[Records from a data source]

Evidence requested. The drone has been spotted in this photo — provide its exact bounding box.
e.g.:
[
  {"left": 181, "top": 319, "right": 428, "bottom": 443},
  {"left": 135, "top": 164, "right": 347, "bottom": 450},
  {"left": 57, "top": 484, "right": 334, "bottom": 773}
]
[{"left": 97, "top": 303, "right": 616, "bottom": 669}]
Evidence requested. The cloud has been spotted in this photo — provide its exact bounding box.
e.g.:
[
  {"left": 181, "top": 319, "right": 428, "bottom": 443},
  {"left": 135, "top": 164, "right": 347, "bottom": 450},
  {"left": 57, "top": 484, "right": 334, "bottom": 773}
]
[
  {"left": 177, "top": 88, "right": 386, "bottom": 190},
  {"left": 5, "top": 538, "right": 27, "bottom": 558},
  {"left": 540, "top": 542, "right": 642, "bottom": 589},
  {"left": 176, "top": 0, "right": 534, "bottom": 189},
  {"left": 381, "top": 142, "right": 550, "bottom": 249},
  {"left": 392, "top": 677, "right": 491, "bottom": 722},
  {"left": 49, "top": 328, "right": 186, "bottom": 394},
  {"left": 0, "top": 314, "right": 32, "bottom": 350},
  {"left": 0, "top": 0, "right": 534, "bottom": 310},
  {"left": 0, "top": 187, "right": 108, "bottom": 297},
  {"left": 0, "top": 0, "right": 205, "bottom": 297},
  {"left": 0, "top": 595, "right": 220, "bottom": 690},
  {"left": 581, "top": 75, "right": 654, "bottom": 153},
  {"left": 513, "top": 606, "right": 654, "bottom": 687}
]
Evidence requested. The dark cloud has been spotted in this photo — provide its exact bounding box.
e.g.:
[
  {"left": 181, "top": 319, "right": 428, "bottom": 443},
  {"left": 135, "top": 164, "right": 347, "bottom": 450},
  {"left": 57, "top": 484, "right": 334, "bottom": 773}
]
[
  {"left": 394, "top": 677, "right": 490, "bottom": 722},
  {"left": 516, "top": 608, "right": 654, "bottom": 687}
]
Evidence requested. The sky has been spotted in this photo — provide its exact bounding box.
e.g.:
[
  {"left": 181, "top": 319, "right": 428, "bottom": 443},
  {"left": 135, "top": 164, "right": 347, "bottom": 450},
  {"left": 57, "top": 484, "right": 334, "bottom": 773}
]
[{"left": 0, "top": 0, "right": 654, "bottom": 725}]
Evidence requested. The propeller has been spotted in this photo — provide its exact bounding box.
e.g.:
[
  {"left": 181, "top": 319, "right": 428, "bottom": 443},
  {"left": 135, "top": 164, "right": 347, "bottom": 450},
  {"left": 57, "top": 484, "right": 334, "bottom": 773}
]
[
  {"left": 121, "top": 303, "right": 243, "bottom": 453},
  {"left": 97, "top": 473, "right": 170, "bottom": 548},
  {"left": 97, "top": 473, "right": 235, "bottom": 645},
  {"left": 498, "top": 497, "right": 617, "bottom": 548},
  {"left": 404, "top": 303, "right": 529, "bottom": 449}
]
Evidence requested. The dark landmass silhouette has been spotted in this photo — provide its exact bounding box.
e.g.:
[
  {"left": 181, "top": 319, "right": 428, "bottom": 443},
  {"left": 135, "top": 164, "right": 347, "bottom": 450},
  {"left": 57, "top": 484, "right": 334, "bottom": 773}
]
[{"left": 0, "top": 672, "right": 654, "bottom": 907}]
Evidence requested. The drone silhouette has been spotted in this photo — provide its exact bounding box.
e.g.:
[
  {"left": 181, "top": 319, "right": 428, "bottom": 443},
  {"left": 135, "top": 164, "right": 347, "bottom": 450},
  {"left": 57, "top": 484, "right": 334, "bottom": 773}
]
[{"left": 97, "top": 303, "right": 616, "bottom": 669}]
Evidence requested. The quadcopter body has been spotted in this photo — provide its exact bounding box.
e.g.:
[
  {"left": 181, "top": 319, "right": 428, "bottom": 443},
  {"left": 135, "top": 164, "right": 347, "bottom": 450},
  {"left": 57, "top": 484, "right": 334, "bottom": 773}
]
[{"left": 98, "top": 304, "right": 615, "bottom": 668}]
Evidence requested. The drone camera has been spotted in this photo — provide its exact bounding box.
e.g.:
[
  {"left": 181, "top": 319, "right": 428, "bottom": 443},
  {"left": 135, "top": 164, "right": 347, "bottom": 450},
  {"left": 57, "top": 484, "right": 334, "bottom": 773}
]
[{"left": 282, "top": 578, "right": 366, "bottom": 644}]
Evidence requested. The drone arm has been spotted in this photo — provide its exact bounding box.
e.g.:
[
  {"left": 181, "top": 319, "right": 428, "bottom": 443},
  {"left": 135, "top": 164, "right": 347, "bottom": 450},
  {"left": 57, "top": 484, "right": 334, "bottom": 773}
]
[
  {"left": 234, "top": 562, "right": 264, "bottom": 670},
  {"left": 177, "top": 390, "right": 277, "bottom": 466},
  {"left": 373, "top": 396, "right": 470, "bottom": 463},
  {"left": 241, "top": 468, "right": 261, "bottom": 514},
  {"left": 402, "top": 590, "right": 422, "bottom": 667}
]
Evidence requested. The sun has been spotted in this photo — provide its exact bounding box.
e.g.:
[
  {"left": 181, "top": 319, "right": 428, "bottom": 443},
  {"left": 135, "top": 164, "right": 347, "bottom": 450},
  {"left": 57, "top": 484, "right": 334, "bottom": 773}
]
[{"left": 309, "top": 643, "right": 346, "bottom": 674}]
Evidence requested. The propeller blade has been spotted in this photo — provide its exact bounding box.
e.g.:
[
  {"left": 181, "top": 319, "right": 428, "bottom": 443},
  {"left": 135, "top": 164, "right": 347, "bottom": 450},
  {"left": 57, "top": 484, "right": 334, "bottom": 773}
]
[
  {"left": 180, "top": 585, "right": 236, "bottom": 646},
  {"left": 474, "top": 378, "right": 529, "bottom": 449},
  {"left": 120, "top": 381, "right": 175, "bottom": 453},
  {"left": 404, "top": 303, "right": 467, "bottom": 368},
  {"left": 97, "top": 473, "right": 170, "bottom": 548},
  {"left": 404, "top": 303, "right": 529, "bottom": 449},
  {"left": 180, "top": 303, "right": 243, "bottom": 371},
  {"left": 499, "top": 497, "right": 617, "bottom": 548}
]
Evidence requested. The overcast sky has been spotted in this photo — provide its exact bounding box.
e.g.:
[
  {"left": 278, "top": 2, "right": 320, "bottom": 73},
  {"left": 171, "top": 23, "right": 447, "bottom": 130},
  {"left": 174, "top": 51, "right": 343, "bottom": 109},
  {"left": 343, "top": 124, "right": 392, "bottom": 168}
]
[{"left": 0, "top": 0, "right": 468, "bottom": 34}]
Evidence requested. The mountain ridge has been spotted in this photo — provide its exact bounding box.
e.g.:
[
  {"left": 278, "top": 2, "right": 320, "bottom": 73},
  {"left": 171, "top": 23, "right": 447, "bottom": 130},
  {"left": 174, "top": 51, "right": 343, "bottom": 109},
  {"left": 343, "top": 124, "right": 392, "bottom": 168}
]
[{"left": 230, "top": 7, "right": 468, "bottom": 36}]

*Exercise prompt*. Rewrite every line of the listing with "has been spotted" switched to "has been located" and everything else left unchanged.

*Written answer*.
Evidence requested. The drone has been located in this photo — provide its exact bounding box.
e.g.:
[
  {"left": 181, "top": 319, "right": 428, "bottom": 443},
  {"left": 135, "top": 164, "right": 347, "bottom": 450},
  {"left": 57, "top": 484, "right": 334, "bottom": 773}
]
[{"left": 97, "top": 303, "right": 616, "bottom": 669}]
Evidence requested. The cloud has been located in this photo — provide its exact bounding box.
e.g.:
[
  {"left": 181, "top": 319, "right": 428, "bottom": 443},
  {"left": 135, "top": 164, "right": 347, "bottom": 450},
  {"left": 57, "top": 484, "right": 334, "bottom": 773}
]
[
  {"left": 177, "top": 88, "right": 386, "bottom": 190},
  {"left": 5, "top": 538, "right": 27, "bottom": 558},
  {"left": 540, "top": 542, "right": 642, "bottom": 589},
  {"left": 176, "top": 0, "right": 534, "bottom": 189},
  {"left": 381, "top": 142, "right": 550, "bottom": 249},
  {"left": 392, "top": 677, "right": 491, "bottom": 722},
  {"left": 49, "top": 328, "right": 186, "bottom": 394},
  {"left": 0, "top": 314, "right": 32, "bottom": 350},
  {"left": 0, "top": 0, "right": 534, "bottom": 310},
  {"left": 0, "top": 187, "right": 108, "bottom": 297},
  {"left": 0, "top": 0, "right": 205, "bottom": 297},
  {"left": 0, "top": 595, "right": 220, "bottom": 690},
  {"left": 581, "top": 75, "right": 654, "bottom": 153},
  {"left": 513, "top": 606, "right": 654, "bottom": 687}
]
Evidence requested. The dark cloud has been located in this photo — provide its exact bounding box.
e.g.:
[
  {"left": 181, "top": 319, "right": 428, "bottom": 443},
  {"left": 135, "top": 164, "right": 347, "bottom": 450},
  {"left": 57, "top": 484, "right": 334, "bottom": 773}
]
[
  {"left": 394, "top": 677, "right": 490, "bottom": 722},
  {"left": 516, "top": 608, "right": 654, "bottom": 687}
]
Evidence requested. The sky has been located in this photo — provide its exact bounding box.
e.g.:
[
  {"left": 181, "top": 319, "right": 428, "bottom": 443},
  {"left": 135, "top": 164, "right": 347, "bottom": 450},
  {"left": 57, "top": 484, "right": 334, "bottom": 773}
]
[{"left": 0, "top": 0, "right": 654, "bottom": 725}]
Evidence requested. The propeller has been located in this photo — provide its exact bounding box.
e.g.:
[
  {"left": 181, "top": 319, "right": 428, "bottom": 443},
  {"left": 135, "top": 164, "right": 347, "bottom": 450},
  {"left": 57, "top": 484, "right": 334, "bottom": 773}
]
[
  {"left": 121, "top": 303, "right": 243, "bottom": 453},
  {"left": 97, "top": 473, "right": 170, "bottom": 548},
  {"left": 97, "top": 473, "right": 235, "bottom": 645},
  {"left": 498, "top": 497, "right": 617, "bottom": 548},
  {"left": 404, "top": 303, "right": 529, "bottom": 449}
]
Evidence requested. The dark landmass silhouette has been located in this photo — provide its exact bounding box.
e.g.:
[
  {"left": 181, "top": 319, "right": 428, "bottom": 443},
  {"left": 135, "top": 164, "right": 347, "bottom": 450},
  {"left": 57, "top": 484, "right": 334, "bottom": 773}
]
[{"left": 0, "top": 672, "right": 654, "bottom": 907}]
Evidence requested. The drone silhouette has been located in this photo — provide its exact bounding box.
e.g.:
[
  {"left": 181, "top": 319, "right": 428, "bottom": 443},
  {"left": 135, "top": 164, "right": 347, "bottom": 450},
  {"left": 57, "top": 484, "right": 334, "bottom": 773}
]
[{"left": 97, "top": 303, "right": 616, "bottom": 669}]
Evidence requested. The quadcopter body has been located in this photo — provide its exact bounding box.
e.g.:
[
  {"left": 181, "top": 319, "right": 428, "bottom": 443},
  {"left": 135, "top": 164, "right": 347, "bottom": 450},
  {"left": 57, "top": 484, "right": 334, "bottom": 773}
]
[{"left": 98, "top": 304, "right": 615, "bottom": 668}]
Evidence requested. The drone camera has been located in this photo — provide its exact bounding box.
e.g.:
[
  {"left": 181, "top": 319, "right": 428, "bottom": 443},
  {"left": 135, "top": 164, "right": 347, "bottom": 450},
  {"left": 57, "top": 484, "right": 334, "bottom": 773}
]
[{"left": 282, "top": 578, "right": 366, "bottom": 644}]
Evidence requested. The drone arm has been located in this photo — provide its exact bounding box.
e.g.:
[
  {"left": 181, "top": 319, "right": 428, "bottom": 443},
  {"left": 135, "top": 164, "right": 347, "bottom": 450},
  {"left": 57, "top": 484, "right": 334, "bottom": 773}
]
[
  {"left": 234, "top": 562, "right": 264, "bottom": 670},
  {"left": 177, "top": 390, "right": 277, "bottom": 466},
  {"left": 373, "top": 396, "right": 470, "bottom": 463},
  {"left": 241, "top": 468, "right": 261, "bottom": 514},
  {"left": 402, "top": 590, "right": 422, "bottom": 667}
]
Evidence requested. The sun has been located in this photo — provide its exact bounding box.
e.g.:
[
  {"left": 181, "top": 319, "right": 428, "bottom": 443},
  {"left": 135, "top": 164, "right": 347, "bottom": 450},
  {"left": 57, "top": 484, "right": 334, "bottom": 773}
]
[{"left": 309, "top": 643, "right": 346, "bottom": 674}]
Evidence requested. The propeller blade has been located in this photo — provide its exact bounding box.
e.g.:
[
  {"left": 181, "top": 319, "right": 428, "bottom": 443},
  {"left": 135, "top": 164, "right": 347, "bottom": 450},
  {"left": 57, "top": 484, "right": 334, "bottom": 773}
]
[
  {"left": 180, "top": 585, "right": 236, "bottom": 646},
  {"left": 474, "top": 378, "right": 529, "bottom": 449},
  {"left": 120, "top": 381, "right": 175, "bottom": 453},
  {"left": 404, "top": 303, "right": 467, "bottom": 368},
  {"left": 97, "top": 473, "right": 170, "bottom": 548},
  {"left": 404, "top": 303, "right": 529, "bottom": 449},
  {"left": 180, "top": 303, "right": 243, "bottom": 371},
  {"left": 499, "top": 497, "right": 617, "bottom": 548}
]
Evidence requested. The overcast sky has been located in this photo — provide its exact bounding box.
e.g.:
[
  {"left": 278, "top": 2, "right": 320, "bottom": 73},
  {"left": 171, "top": 23, "right": 447, "bottom": 130},
  {"left": 174, "top": 51, "right": 343, "bottom": 109},
  {"left": 343, "top": 124, "right": 392, "bottom": 168}
]
[{"left": 0, "top": 0, "right": 468, "bottom": 34}]
Evidence requested. The mountain ridge has been located in this photo — provide its exact bounding box.
e.g.:
[
  {"left": 278, "top": 2, "right": 320, "bottom": 73},
  {"left": 171, "top": 23, "right": 447, "bottom": 130},
  {"left": 174, "top": 51, "right": 343, "bottom": 109},
  {"left": 343, "top": 124, "right": 392, "bottom": 168}
]
[{"left": 230, "top": 7, "right": 468, "bottom": 36}]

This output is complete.